# Exercise brief
Without changing anything, copy out each entry.

===== Excerpted data

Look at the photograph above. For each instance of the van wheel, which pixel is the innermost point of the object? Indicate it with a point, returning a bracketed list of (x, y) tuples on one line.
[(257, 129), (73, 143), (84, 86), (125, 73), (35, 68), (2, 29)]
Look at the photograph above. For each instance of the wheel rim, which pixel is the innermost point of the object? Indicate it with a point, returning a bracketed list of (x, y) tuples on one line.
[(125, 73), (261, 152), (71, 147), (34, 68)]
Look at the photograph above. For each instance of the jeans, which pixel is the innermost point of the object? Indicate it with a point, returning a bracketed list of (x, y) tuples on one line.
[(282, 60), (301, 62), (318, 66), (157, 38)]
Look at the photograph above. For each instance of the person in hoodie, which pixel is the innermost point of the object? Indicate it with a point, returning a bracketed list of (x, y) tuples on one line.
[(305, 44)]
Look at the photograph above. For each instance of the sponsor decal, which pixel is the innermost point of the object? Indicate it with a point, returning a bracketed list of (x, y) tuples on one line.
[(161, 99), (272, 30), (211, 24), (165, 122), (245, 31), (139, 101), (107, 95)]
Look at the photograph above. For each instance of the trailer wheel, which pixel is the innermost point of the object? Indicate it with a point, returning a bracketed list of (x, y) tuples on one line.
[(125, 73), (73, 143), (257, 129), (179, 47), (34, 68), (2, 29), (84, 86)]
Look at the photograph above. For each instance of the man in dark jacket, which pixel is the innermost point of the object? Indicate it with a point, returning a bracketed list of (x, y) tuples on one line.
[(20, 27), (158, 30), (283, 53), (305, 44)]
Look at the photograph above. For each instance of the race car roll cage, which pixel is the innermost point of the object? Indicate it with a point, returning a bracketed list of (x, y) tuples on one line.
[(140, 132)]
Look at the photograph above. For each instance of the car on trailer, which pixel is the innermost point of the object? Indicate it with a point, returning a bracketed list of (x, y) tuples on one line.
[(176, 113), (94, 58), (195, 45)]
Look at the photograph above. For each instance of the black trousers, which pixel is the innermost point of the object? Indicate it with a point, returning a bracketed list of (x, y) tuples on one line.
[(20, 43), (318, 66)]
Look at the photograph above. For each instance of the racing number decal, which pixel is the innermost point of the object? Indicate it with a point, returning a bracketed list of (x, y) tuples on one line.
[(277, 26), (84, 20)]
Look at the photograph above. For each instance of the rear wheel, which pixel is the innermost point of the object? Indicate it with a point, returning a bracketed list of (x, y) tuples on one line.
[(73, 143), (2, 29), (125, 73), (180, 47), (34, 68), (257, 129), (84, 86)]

==========

# Expected output
Look at the photograph above. For each instance of the van wheel, which pixel is the innermost point of the object? Indicate it with a point, returning a bracketed list of (x, y) tuples on one line.
[(257, 129), (73, 143), (84, 86), (125, 73), (35, 68), (2, 29)]
Look at the photograph above. For each instance of the wheel rim, which pixel is the innermost point of the object? Indicate it with a point, returning a bracketed list of (x, y) tuples on one line.
[(125, 73), (261, 152), (71, 147), (34, 68)]
Look at the photograph above. For each instance of the jeans, which pixel is the innermost point of the object? Indicate it with a point, returning a bracketed list of (x, y) tuples on one line.
[(282, 60), (301, 62), (318, 66), (157, 38)]
Look at the photograph above. For each instance of the person in hoodie, which pixel is the innermost point of the object? Indicate it with a point, returning a bracketed list of (x, y) tuples on one line.
[(305, 44)]
Look at the photograph above. For each instance of the sponsor decal, which pixel is the innermost point of the object? Indicate it with a point, returning a bracketed list of (x, y) tuples on one line.
[(161, 99), (272, 30), (211, 24), (165, 122), (245, 31), (139, 101), (107, 95)]
Look at the photograph above. For each instance of the trailer wheel, which pixel is the innermost point of the object? Indicate it with a point, returning a bracketed list of (x, y) tuples on one line.
[(125, 73), (73, 143), (257, 129), (179, 47), (34, 68), (2, 29), (84, 86)]
Look at the photograph above. For each instance of the man in dark jacket, which pixel is the innermost point of the object? Indicate it with a point, returning a bracketed list of (x, y) tuples on one line.
[(20, 27), (158, 30), (283, 53), (305, 44)]
Look at the photograph above. For each instance of the race car roll cage, which pixel is the innermost point of the object? Indicate it with a point, returning a bracketed list of (x, y) tuples on one line.
[(140, 132)]
Look at the photograph above. For each instance of the car on trailer, which pixel is the innermost point of the object? Indicate it with a point, returning a bracketed list of (x, y) tuples on one line.
[(176, 113), (94, 58), (195, 45)]
Look at the photograph above. For each instance of the black trousers, which pixel is the innermost point of the object? Indicate it with a point, returning a bracketed list of (x, y) tuples on one line.
[(20, 43), (318, 66)]
Look at the photograph above. For each instance of the racing number decal, which pixel is the innermost point of the object? Indicate it with a point, returning a bracketed list of (x, y) tuples on one line.
[(277, 26), (84, 20)]
Look at the photograph above. For each instance of the rear wheel, which pixel is the innermost point of the object? Indicate it with a point, returning a bracketed list of (x, y) tuples on one line.
[(73, 143), (2, 29), (125, 73), (180, 47), (34, 68), (257, 129), (84, 86)]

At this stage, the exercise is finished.